Excerpt from a dataset:
■ ■ ■ ■

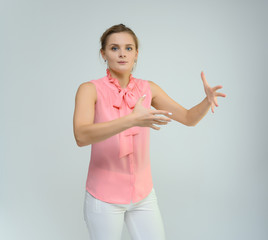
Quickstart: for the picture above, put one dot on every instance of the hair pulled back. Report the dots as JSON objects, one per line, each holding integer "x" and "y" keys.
{"x": 116, "y": 29}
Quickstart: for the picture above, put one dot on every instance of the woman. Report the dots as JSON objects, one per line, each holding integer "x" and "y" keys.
{"x": 113, "y": 114}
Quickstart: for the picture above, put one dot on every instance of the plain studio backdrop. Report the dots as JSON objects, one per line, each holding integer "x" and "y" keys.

■ ■ ■ ■

◆ **TASK BRIEF**:
Copy the records above line for line, leaving out the pictures.

◆ **EXERCISE RESULT**:
Quickstart: for the picture above, put one dot on every instance of the hair pulled back. Report the dots as JSON objects, one per line, each holding integer "x" and "y" keys.
{"x": 116, "y": 29}
Quickstart: for the picture above, put one dot on every instance of the woman. Report the dots as JSON objects, one per line, each holding integer "x" and "y" keys.
{"x": 113, "y": 114}
Quickstart: for the picture above, put one dot on every instance of the plain studio backdrop. Report the dots as JSON objects, one per line, each holding integer "x" and "y" keys.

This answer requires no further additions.